◆ PROVIDED RECORDS
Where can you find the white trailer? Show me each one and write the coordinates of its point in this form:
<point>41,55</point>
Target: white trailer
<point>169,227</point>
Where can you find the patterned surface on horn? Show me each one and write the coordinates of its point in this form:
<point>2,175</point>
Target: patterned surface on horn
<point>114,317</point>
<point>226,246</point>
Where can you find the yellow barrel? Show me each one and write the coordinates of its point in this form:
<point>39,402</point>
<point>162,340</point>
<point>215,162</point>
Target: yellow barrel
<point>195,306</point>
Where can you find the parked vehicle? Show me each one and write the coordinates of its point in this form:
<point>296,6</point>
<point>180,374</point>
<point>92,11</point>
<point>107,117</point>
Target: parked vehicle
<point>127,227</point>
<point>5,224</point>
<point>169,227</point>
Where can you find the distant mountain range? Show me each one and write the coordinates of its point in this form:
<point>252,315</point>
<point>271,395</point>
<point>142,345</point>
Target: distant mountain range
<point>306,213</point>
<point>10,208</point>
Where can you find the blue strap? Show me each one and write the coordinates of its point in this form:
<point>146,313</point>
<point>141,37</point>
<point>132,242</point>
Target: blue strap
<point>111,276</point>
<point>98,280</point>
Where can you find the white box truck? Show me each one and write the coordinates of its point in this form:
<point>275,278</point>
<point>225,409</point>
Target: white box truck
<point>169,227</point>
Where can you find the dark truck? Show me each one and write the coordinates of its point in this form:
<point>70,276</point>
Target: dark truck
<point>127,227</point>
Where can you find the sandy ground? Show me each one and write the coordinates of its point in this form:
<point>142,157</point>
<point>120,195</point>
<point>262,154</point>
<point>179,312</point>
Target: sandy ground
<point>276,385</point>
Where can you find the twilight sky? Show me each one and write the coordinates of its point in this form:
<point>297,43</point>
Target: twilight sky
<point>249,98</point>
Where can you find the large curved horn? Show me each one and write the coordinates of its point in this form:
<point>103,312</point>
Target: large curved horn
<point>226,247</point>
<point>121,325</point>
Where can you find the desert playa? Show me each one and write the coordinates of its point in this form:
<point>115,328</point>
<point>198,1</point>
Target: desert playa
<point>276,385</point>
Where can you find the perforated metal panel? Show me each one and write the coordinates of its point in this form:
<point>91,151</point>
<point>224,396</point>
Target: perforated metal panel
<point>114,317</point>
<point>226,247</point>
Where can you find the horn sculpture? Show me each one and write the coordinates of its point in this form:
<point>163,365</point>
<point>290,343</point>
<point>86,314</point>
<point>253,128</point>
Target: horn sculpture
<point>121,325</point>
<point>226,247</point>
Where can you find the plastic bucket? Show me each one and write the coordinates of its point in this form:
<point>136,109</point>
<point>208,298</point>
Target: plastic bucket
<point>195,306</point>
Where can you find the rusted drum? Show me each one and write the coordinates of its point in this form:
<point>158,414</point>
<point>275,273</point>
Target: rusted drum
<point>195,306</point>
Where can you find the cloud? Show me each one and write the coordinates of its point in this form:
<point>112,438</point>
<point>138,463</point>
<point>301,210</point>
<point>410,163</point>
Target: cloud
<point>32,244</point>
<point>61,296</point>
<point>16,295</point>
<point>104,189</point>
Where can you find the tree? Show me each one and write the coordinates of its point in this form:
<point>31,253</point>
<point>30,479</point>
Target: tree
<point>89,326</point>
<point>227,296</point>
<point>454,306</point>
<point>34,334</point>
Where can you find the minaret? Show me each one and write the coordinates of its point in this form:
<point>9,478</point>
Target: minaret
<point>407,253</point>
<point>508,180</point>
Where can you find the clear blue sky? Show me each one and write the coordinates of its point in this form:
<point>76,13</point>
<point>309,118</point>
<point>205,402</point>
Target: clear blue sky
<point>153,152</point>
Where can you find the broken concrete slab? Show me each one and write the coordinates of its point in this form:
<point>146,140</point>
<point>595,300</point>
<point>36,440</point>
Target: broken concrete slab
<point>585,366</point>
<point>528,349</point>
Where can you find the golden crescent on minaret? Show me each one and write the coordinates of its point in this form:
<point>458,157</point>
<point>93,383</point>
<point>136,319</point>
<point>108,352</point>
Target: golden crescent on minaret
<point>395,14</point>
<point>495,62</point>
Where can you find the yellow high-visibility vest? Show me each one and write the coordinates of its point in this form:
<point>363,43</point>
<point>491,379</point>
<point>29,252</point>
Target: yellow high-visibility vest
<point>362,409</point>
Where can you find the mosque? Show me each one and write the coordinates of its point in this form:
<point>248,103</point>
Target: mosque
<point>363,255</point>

◆ WORK TO BE COMPLETED
Output every line of the listing above as a numbered list, omitting any blank lines.

◆ IN RESPONSE
1. Where can you find the white trailer? Show me each one and write the coordinates of its point in this form:
2. <point>41,55</point>
3. Target: white trailer
4. <point>169,227</point>
5. Where can you find the patterned surface on horn? Show me each one and write the coordinates of its point in this form:
6. <point>2,175</point>
7. Target: patterned surface on horn
8. <point>114,317</point>
9. <point>226,246</point>
10. Where can you find the yellow barrel? Show me each one and write the coordinates of its point in this form:
11. <point>39,402</point>
12. <point>162,340</point>
13. <point>215,162</point>
14. Target: yellow barrel
15. <point>195,306</point>
16. Where can you find the parked vehicle? Show me each one and write the coordinates of its point in this form:
17. <point>296,6</point>
18. <point>180,374</point>
19. <point>92,11</point>
20. <point>107,117</point>
21. Target: parked vehicle
22. <point>127,227</point>
23. <point>5,224</point>
24. <point>169,227</point>
25. Where can you find the distant mountain range? Show me each one and write the coordinates of its point in this form:
26. <point>252,315</point>
27. <point>271,395</point>
28. <point>142,345</point>
29. Target: distant mountain range
30. <point>306,213</point>
31. <point>10,208</point>
32. Where can you find the blue strap? Show me each one and write the coordinates of its point in this form:
33. <point>146,313</point>
34. <point>141,37</point>
35. <point>132,242</point>
36. Target: blue strap
37. <point>111,276</point>
38. <point>98,280</point>
39. Where can you find the white box truck? Show me each one and write the coordinates of its point in this form:
40. <point>275,278</point>
41. <point>225,409</point>
42. Target: white box truck
43. <point>169,227</point>
44. Where can you find the dark truck? Show me each one and write the coordinates of its point in this form:
45. <point>70,276</point>
46. Target: dark truck
47. <point>127,227</point>
48. Where can you find the sandy ground? Show me each one and write the coordinates of its point in this form:
49. <point>142,157</point>
50. <point>120,195</point>
51. <point>262,154</point>
52. <point>179,312</point>
53. Target: sandy ground
54. <point>276,385</point>
55. Where can you find the twilight sky? Show me each one and write the coordinates of its point in this form:
56. <point>297,43</point>
57. Target: twilight sky
58. <point>249,98</point>
59. Where can you find the large curved horn? Show me each one and write the coordinates of its point in this form:
60. <point>103,312</point>
61. Target: large curved horn
62. <point>226,247</point>
63. <point>121,325</point>
64. Where can you find the desert playa? Show me each one and write the coordinates of its point in this form:
65. <point>115,328</point>
66. <point>198,1</point>
67. Target: desert playa
68. <point>276,385</point>
69. Where can you find the perforated metal panel? Show me each one and write the coordinates of its point in this form:
70. <point>91,151</point>
71. <point>224,396</point>
72. Target: perforated metal panel
73. <point>114,317</point>
74. <point>226,247</point>
75. Where can you find the horn sculpture? Show me each one and write the coordinates of its point in this form:
76. <point>163,365</point>
77. <point>290,343</point>
78. <point>86,314</point>
79. <point>253,128</point>
80. Target: horn sculpture
81. <point>121,325</point>
82. <point>226,247</point>
83. Where can you find the plastic bucket? Show me each one and write the coordinates of its point in this form:
84. <point>136,109</point>
85. <point>208,298</point>
86. Target: plastic bucket
87. <point>195,306</point>
88. Where can you find the rusted drum? Show me each one and write the coordinates of its point in this form:
89. <point>158,414</point>
90. <point>275,273</point>
91. Target: rusted drum
92. <point>195,306</point>
93. Where can you find the cloud? Show me each one and write the coordinates of its point in this form:
94. <point>112,438</point>
95. <point>138,463</point>
96. <point>301,210</point>
97. <point>410,163</point>
98. Target: cloud
99. <point>32,244</point>
100. <point>61,296</point>
101. <point>16,295</point>
102. <point>104,189</point>
103. Where can you find the tree? Show me each one and write the coordinates of its point in this form:
104. <point>31,253</point>
105. <point>30,479</point>
106. Target: tree
107. <point>89,326</point>
108. <point>227,296</point>
109. <point>454,306</point>
110. <point>34,334</point>
111. Where can you find the minaret? Show me each one and write the coordinates of its point in this form:
112. <point>9,478</point>
113. Target: minaret
114. <point>407,253</point>
115. <point>508,180</point>
116. Where can you find the clear blue sky? Show me each one and write the coordinates of its point in this form:
117. <point>76,13</point>
118. <point>309,118</point>
119. <point>205,402</point>
120. Target: clear blue sky
121. <point>153,152</point>
122. Where can you find the broken concrete slab? Show me each one and write the coordinates of its point in this form:
123. <point>146,140</point>
124. <point>595,300</point>
125. <point>36,440</point>
126. Target: broken concrete slab
127. <point>585,366</point>
128. <point>528,349</point>
129. Where can you find the golden crescent on minaret? Show me each one and write the coordinates of its point in this form:
130. <point>458,157</point>
131. <point>93,383</point>
132. <point>136,319</point>
133. <point>108,352</point>
134. Target: golden crescent on minaret
135. <point>395,14</point>
136. <point>495,62</point>
137. Where can you find the yellow high-visibility vest? Show me each one and write the coordinates of its point in this form:
138. <point>363,43</point>
139. <point>491,379</point>
140. <point>29,252</point>
141. Target: yellow high-visibility vest
142. <point>362,409</point>
143. Where can you find the mosque? Show me each one and write the coordinates of its point in this form:
144. <point>248,103</point>
145. Target: mosque
146. <point>363,255</point>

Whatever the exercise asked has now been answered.